# Information given
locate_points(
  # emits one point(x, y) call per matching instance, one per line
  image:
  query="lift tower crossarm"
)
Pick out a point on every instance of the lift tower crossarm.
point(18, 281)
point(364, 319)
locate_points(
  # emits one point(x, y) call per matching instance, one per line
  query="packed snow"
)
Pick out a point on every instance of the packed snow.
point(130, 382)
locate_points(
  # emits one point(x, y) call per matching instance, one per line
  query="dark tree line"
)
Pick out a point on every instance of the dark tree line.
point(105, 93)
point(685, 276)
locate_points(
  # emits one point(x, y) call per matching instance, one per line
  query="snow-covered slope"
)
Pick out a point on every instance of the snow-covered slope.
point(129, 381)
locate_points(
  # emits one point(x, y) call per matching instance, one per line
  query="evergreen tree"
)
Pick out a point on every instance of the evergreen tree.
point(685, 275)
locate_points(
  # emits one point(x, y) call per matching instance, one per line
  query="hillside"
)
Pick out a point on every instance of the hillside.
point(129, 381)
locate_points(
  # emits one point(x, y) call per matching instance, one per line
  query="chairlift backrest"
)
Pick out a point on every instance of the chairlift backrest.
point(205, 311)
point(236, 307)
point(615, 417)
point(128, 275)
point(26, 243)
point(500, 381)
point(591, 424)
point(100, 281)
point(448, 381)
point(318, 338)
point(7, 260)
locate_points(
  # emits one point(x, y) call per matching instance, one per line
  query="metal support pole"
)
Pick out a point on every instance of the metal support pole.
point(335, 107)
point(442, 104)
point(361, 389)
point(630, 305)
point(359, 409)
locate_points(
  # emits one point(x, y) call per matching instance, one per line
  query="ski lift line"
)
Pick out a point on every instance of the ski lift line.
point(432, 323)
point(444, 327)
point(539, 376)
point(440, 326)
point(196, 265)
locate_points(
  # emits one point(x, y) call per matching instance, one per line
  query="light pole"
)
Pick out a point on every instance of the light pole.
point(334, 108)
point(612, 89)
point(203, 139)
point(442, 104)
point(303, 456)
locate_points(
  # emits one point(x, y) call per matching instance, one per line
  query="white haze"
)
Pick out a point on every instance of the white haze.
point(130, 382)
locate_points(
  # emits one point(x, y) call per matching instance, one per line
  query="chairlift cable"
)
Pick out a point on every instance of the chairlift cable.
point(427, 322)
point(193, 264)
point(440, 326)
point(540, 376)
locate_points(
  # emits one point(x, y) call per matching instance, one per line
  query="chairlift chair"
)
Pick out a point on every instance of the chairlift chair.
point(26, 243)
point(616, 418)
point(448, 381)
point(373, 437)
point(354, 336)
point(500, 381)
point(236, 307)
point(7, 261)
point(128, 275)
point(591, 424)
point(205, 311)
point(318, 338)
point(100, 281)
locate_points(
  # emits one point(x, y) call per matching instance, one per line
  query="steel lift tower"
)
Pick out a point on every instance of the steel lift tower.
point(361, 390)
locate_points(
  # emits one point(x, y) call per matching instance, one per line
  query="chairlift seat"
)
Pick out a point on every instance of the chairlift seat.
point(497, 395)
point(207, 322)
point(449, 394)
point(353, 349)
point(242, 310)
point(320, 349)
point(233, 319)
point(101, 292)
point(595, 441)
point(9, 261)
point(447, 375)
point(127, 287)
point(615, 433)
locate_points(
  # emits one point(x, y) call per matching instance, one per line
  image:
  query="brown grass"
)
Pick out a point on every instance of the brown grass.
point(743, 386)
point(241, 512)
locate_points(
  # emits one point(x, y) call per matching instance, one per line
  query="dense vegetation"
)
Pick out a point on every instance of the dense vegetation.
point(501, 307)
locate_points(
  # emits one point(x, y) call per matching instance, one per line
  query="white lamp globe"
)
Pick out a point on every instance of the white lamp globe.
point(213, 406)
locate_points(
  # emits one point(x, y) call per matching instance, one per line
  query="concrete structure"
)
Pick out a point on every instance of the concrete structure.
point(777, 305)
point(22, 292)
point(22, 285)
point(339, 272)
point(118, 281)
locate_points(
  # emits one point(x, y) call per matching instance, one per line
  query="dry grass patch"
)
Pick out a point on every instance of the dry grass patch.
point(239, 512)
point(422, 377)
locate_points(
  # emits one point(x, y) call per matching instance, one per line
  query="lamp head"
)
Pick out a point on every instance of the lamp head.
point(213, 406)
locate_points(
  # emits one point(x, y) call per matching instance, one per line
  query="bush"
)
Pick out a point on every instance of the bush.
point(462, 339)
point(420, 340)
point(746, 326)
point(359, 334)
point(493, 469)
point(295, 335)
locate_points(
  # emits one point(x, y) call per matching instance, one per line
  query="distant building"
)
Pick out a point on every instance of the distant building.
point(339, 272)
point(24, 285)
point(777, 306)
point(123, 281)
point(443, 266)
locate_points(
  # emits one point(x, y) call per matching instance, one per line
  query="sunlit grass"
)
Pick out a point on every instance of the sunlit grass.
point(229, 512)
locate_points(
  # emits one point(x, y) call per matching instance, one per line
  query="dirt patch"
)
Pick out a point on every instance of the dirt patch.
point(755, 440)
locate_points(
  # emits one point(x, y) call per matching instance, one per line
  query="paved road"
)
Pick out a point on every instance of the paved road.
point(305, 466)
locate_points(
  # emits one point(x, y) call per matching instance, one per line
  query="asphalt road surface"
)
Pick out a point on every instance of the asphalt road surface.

...

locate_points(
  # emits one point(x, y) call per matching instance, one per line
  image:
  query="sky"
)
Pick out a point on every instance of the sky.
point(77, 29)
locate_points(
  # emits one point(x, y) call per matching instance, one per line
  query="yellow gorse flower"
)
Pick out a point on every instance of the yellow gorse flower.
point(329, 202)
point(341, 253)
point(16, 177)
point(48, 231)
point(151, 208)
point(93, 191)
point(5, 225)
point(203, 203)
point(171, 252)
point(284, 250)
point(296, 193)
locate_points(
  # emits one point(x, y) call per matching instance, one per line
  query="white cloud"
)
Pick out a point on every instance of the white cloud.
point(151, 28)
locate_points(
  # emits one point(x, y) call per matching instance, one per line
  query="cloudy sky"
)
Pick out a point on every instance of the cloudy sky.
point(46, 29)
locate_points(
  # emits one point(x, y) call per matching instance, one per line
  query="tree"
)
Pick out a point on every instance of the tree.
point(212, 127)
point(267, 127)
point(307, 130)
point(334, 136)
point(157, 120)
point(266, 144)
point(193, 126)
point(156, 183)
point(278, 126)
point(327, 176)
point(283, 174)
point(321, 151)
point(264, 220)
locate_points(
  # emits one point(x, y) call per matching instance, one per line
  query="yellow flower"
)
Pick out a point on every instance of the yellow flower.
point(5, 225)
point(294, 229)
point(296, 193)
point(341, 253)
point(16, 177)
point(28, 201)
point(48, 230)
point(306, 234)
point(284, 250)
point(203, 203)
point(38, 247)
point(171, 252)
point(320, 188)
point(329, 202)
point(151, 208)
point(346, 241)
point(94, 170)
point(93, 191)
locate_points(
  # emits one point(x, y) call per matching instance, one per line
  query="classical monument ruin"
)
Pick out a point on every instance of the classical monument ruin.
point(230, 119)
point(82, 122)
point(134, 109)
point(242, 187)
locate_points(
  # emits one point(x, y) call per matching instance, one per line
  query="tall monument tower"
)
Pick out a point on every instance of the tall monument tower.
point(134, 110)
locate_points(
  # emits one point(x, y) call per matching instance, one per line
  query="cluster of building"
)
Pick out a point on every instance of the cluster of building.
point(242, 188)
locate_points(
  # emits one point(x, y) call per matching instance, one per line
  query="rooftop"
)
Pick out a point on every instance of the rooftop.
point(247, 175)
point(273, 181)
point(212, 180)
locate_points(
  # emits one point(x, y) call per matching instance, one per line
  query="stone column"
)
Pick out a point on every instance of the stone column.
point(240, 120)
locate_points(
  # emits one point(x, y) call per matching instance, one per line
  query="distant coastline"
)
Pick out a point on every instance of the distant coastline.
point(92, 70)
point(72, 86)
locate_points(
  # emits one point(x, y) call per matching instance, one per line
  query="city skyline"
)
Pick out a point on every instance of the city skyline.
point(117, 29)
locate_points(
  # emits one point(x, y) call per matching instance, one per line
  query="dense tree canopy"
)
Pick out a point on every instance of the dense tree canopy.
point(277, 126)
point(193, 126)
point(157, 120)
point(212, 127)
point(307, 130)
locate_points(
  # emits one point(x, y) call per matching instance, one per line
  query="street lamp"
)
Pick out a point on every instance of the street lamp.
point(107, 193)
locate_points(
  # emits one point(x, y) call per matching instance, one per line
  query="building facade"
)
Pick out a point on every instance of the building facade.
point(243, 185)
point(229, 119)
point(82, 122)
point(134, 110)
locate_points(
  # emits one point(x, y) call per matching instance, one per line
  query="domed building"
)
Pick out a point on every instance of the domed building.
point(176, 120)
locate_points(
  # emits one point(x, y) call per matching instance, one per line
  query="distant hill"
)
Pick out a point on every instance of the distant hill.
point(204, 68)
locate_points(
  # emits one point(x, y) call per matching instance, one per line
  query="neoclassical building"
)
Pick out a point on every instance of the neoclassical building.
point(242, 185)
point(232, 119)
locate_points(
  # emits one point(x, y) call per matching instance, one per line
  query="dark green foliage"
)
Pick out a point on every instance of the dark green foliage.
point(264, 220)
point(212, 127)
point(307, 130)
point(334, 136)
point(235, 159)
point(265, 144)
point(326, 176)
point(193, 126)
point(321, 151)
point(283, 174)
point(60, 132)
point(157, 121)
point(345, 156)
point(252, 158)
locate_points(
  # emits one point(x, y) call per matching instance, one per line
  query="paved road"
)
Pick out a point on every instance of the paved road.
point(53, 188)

# Work order
Looking at the records above, say how many of their lines include the word "surface", with no other words.

# Task answer
2